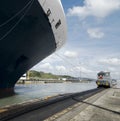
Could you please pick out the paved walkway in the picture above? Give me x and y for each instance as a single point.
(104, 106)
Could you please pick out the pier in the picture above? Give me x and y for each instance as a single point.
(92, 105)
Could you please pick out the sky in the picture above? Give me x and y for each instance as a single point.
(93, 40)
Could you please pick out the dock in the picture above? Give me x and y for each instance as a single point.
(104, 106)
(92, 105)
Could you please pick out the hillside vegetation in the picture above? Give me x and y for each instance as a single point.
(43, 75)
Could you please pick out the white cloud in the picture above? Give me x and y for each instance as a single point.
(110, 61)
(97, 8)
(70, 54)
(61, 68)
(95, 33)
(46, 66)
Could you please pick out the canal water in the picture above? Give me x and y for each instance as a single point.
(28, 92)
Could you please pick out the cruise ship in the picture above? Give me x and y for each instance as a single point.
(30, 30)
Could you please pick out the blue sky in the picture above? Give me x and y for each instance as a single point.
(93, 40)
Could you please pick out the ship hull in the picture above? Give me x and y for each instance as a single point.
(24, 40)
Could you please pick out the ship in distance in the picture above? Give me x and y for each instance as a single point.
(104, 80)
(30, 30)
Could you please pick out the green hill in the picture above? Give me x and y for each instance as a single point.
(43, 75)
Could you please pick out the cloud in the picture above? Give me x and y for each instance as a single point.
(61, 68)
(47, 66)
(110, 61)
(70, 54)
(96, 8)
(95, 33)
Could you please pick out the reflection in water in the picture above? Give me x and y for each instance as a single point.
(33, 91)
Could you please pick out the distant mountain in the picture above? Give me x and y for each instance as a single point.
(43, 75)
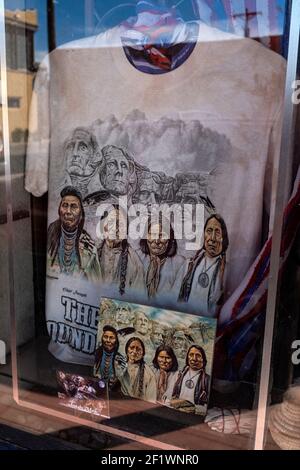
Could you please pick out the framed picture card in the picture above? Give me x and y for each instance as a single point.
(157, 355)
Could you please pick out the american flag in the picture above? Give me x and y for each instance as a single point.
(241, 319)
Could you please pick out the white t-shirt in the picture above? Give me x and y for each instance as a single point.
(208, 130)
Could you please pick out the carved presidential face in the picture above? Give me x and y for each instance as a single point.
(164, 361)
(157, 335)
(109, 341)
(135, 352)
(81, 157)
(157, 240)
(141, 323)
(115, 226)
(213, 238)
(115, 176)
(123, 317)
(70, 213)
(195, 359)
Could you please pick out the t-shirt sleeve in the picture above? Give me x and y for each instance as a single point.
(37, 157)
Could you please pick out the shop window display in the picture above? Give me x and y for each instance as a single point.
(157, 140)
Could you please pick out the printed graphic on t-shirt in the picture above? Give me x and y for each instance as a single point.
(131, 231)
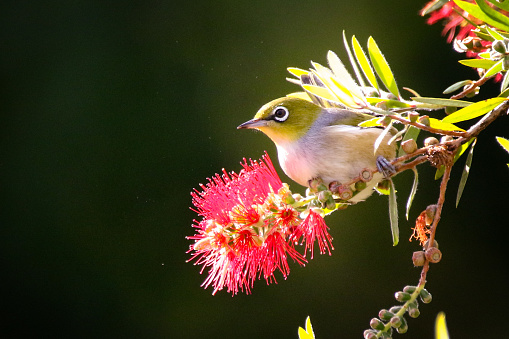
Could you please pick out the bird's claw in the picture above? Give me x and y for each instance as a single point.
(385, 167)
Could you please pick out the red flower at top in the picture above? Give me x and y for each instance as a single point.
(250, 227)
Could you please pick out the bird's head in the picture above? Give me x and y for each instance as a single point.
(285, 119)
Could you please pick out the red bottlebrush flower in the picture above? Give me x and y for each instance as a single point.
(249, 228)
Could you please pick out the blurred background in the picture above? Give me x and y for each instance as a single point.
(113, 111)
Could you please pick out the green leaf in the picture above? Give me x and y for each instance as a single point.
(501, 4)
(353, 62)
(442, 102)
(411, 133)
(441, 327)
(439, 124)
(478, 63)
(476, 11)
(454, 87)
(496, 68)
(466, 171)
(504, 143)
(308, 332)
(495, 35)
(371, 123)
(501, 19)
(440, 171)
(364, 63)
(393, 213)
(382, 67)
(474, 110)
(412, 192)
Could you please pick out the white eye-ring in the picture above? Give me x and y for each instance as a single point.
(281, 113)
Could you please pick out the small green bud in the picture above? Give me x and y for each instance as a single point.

■ WORK TO BE COMPLETED ■
Return all of the data exactly as written, and drop the pictures.

■ FINAL RESULT ■
Could you please pick out the paved walkway in the picture above? Give me x and y for each instance as a single point.
(104, 106)
Could you please pick out the pier in the picture above? Give me x and y for each instance as a single point.
(92, 105)
Could you please pick out the sky in the picture above? Give me x and y for each instance as a single point.
(93, 40)
Could you please pick out the dock in the picture above? Give me x and y for each instance as a single point.
(104, 106)
(92, 105)
Could you please pick out the hillside vegetation in the picture above? Give me x and y for each instance as a single point.
(43, 75)
Could you please pick out the white cloud in the picture above? Give me x and y for each instance as a single point.
(110, 61)
(97, 8)
(70, 54)
(61, 68)
(95, 33)
(46, 66)
Could you please pick out the canal water in the picture above? Give me x and y for each instance as a single point.
(28, 92)
Could you please pick out the cruise ship in the picture above? Give me x and y for each instance as a single point.
(30, 30)
Could you please pick out the blue sky in the picture above? Give me x and y for each instance as a single point.
(93, 40)
Could you please pick out the ship hull in the picture above? Give me x and y for each instance as a single point.
(24, 40)
Could you please pick out the ship in distance in the picture above? Give me x and y for each instance as a single point.
(104, 80)
(30, 30)
Could you please pick out the green hill in the picture above? Give me x and y for each instance as a single point.
(43, 75)
Could you please pick out the cloud in the picture above? Give me x and y for each instance as a single point.
(61, 68)
(47, 66)
(110, 61)
(70, 54)
(96, 8)
(95, 33)
Could you please pick out the reflection in water in the picture above? Give me x and y for each instance as a single point.
(33, 91)
Could you please pick out the distant mountain in the picture above? Give me x and y for each instance as a single point.
(43, 75)
Could you please pick out the framed picture card in the picture above? Give me x and y for each instance as a single point.
(157, 355)
Could you please pick out the american flag in the picture above? Give me x and y for each instance as a single point.
(241, 319)
Could you please pick out the white t-shirt in the picture above? Give me x and y for each instance as a single point.
(208, 130)
Could you please pick out the carved presidential face in the picture above? Give me x and y for each instance as a single point.
(164, 361)
(157, 335)
(109, 341)
(135, 352)
(81, 157)
(157, 240)
(141, 323)
(115, 226)
(213, 238)
(115, 176)
(123, 317)
(70, 213)
(195, 359)
Could you please pick out the t-shirt sleeve in the picture above? Give me x and y for each instance as a single point.
(37, 157)
Could you please pick out the shop window display in the picture above? Give me x and y for each instance as a single point.
(157, 140)
Could you please pick out the printed graphic on t-shirt in the picture above? Give me x and y for each instance as a single point.
(131, 231)
Could you please pick out the bird's claw in the picture above? Give me x and y for each instance as a single point.
(385, 167)
Could you please pick out the red flower at top in the picture above? Give me x and y for each instance as a single point.
(250, 227)
Could you please pick out the bird's head in the picture above? Give me x and y for each instance as a single point.
(285, 119)
Could you please pick out the red bottlebrush flower in the picture above? Give me x and y for each instance as a single point.
(249, 228)
Could you please pick out the blurred background in the picture above? Give me x and y for each instance as a single point.
(113, 111)
Could you please pick out the green leaf in the picture above? Give me x and y for each instance as a single point.
(501, 4)
(353, 62)
(442, 102)
(411, 133)
(441, 327)
(439, 124)
(478, 63)
(476, 11)
(454, 87)
(496, 68)
(466, 171)
(504, 143)
(308, 332)
(495, 35)
(371, 123)
(501, 19)
(440, 171)
(364, 63)
(393, 213)
(382, 67)
(474, 110)
(412, 192)
Could you please pick out the white eye-ring in the picture above? Give me x and y for each instance as a single point.
(281, 113)
Could you please pick out the small green bud in the picture above? Give me x and y for each instance as a single point.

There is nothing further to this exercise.